TO DO
Copy out the data below verbatim.

SUPPLIED MATERIAL
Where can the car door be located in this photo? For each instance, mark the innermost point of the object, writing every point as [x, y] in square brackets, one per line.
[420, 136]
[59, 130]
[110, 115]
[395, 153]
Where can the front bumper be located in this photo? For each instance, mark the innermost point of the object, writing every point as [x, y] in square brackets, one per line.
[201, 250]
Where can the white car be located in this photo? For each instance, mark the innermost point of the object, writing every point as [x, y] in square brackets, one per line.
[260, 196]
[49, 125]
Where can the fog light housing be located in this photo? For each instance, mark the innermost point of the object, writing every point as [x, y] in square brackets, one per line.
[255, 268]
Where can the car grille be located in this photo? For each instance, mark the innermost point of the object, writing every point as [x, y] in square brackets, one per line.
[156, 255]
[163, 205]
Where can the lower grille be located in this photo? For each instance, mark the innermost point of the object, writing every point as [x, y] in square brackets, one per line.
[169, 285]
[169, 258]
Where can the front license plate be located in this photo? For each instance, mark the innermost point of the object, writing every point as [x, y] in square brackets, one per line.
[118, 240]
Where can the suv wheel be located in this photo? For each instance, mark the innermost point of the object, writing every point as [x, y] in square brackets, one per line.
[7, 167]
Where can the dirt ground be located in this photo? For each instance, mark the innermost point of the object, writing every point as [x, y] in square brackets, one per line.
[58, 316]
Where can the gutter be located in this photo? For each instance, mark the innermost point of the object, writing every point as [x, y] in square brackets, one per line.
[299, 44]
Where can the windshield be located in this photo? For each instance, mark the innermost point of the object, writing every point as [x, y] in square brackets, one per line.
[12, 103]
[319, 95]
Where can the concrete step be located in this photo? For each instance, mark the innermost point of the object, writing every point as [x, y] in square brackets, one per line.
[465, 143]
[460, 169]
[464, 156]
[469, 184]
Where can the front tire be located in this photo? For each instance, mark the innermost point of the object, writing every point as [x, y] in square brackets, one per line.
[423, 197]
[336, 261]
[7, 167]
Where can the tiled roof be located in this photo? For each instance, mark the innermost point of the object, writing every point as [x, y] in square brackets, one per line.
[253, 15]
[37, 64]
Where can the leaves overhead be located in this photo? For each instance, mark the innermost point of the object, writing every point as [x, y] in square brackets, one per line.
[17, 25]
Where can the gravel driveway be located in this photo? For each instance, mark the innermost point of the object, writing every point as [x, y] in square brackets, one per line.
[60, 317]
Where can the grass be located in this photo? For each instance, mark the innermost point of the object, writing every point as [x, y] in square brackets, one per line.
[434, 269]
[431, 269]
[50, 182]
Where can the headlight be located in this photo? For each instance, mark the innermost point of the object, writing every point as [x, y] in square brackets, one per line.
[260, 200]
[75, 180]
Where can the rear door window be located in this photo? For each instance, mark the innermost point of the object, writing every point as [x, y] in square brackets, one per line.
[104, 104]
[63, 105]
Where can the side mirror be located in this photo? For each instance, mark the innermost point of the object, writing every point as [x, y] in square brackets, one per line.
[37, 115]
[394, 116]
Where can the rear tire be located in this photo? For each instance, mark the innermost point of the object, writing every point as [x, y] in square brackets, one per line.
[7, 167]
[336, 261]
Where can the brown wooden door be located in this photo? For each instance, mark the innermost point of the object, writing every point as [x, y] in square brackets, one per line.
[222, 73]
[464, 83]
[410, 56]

YOUR SOLUTION
Where can the car door be located in this photo? For each instance, mark the innermost point of the object, writing every point as [x, y] in square brackets, one per line.
[420, 136]
[59, 130]
[110, 115]
[395, 153]
Where can the front bumper be located in this photo? For each instance, mark the innermost point of the object, writing every point as [x, y] in square brackets, one per line.
[201, 250]
Where can the white car be located in this photo? For each instance, mark the innermost point of the object, writing every point as [x, y] in square brackets, one per line.
[260, 196]
[49, 125]
Where can the fog light housing be located in this photo? For each instance, mark the innermost point of the object, writing every point as [x, y] in square brackets, one per line.
[255, 268]
Where can the car grille be located in this photo? For each instance, mark the innermost point of the object, writing every point as [x, y] in square brackets, one per line.
[156, 255]
[163, 205]
Where can the lower grille be located in this photo? For each instance, mark the innermost point of the object, writing every point as [x, y] in square brackets, one per line.
[169, 285]
[169, 258]
Where can the front license plate be located in this photo? For each instance, mark the innermost point of the object, writing every point as [x, y] in square brackets, one per line.
[118, 240]
Where can the suv wheel be located in this photo? For each instance, mark the innermost point of the object, writing every point as [x, y] in square brackets, one per line.
[7, 167]
Where can the dirt ground be located in this photo? For each instance, mark the innermost point of the object, writing every point as [x, y] in square brackets, one per line.
[58, 316]
Where can the gutter be located in this photo? For each instance, mark the innermost point of the object, writing every point as [x, y] in square brackets, one per line.
[299, 44]
Where can the windshield be located in this photo? For each instance, mark the innermost point of the object, writing every point as [x, y] in square brackets, one per line.
[12, 103]
[319, 95]
Where can the concrete step be located in this photo? For each instance, mark the innermost point of the object, writing every point as [x, y] in square brackets, one per line.
[465, 143]
[460, 169]
[464, 156]
[469, 184]
Where can the front tire be located in this photo? For each instance, mark the innermost point of the object, writing every point as [x, y] in square brackets, one per line.
[423, 197]
[336, 261]
[7, 167]
Where can the tiled roof be located in this photo? For each instance, mark the innermost point of the object, writing every point as [x, y] in square brackets, one per line.
[253, 15]
[37, 64]
Where can the leaves overhead be located in this photo? For each instance, mark the innermost point of the object, writing every point as [x, y] in square brackets, one per line.
[17, 25]
Where can the gravel driveway be located in this photo? For each instance, mark the innermost point of the object, writing every point as [x, y] in square brackets, one per line.
[60, 317]
Where can the grass be located in this photo? For each instance, mark the innermost point of the object, writing every point as [x, y] in square brackets, one per line.
[434, 269]
[431, 269]
[50, 182]
Where can the headlight be located in this photo? For each instance, mark the innermost point of the object, writing every point as [x, y] in square brackets, one per line.
[260, 200]
[75, 180]
Where can the rear door window be located in this photo? For each instance, mark the innermost point of the object, writing every point as [x, y] in square brackets, one per line.
[104, 104]
[63, 105]
Where can the side mirror be located in this photo? For each instance, mark the innermost point of the object, writing every point as [x, y] in square brackets, one per line.
[37, 115]
[394, 116]
Where can the rear tire be located in this photo? For each instance, mark the innermost point of the object, writing every point as [x, y] in square brackets, one per line.
[7, 167]
[336, 261]
Where can the brown wooden door be located in this photo? For each instance, mark the innermost point of the object, writing every point as [x, y] in square brackets, one per line.
[222, 73]
[464, 83]
[410, 56]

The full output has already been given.